EXERCISE DESCRIPTION: Return each of the lines below that contains the word "format".

RECORDS SHOWN:
§

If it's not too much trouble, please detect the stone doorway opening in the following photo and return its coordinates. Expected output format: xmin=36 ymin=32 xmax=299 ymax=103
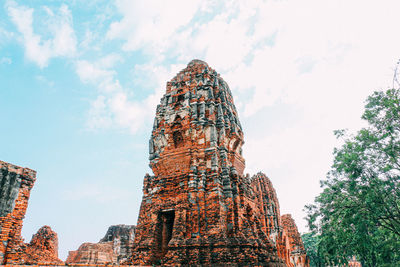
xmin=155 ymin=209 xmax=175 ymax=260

§

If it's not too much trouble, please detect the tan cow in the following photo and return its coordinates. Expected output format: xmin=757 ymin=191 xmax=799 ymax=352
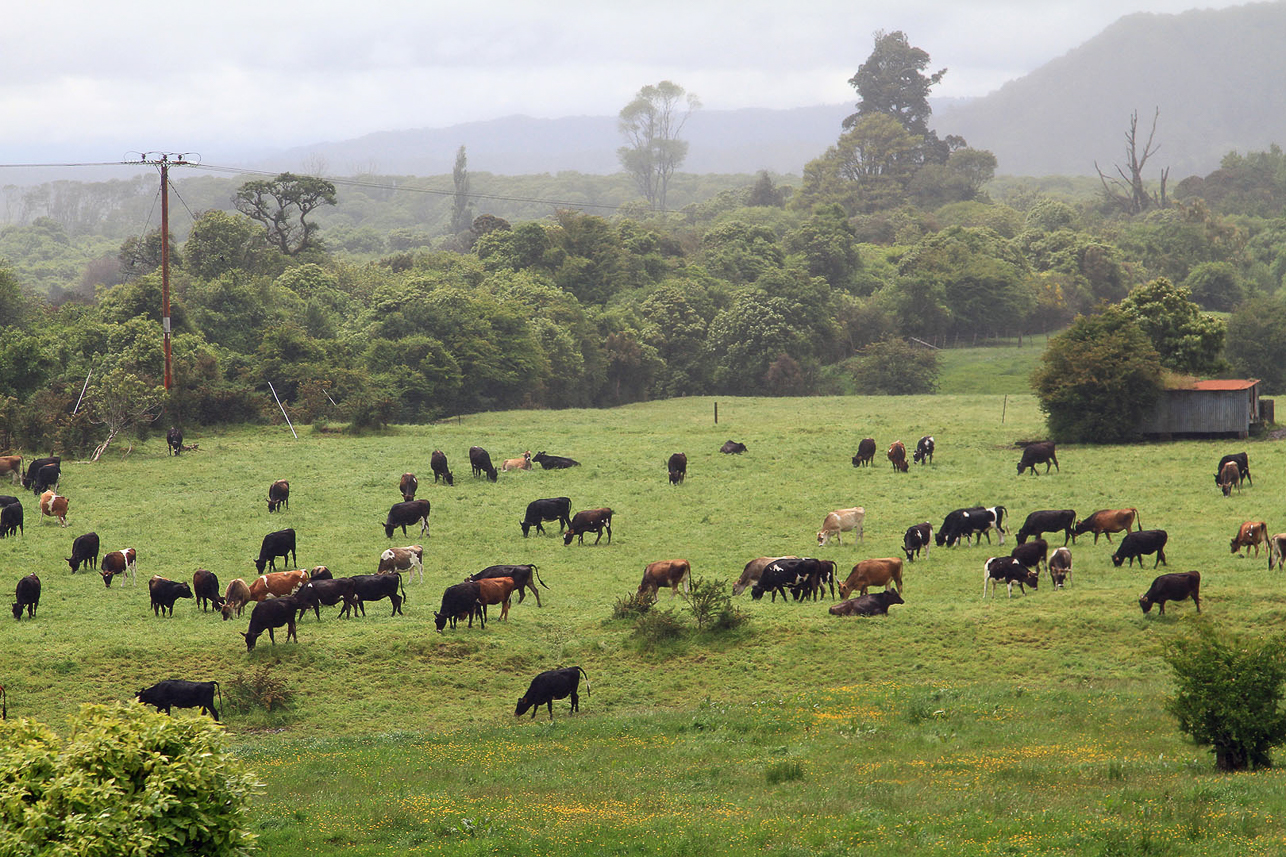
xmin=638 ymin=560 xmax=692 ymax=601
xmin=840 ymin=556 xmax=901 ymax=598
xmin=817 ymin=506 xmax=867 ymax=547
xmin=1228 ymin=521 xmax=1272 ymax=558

§

RESPONSE TO THE EXERCISE:
If it's not too much trouble, please detect the stone doorway opening in the following photo and return its coordinates. Expected output format: xmin=36 ymin=32 xmax=299 ymax=103
If it's not too much trouble, please detect the tan cow in the following photo and return its coordinates. Expected output format: xmin=757 ymin=191 xmax=799 ymax=352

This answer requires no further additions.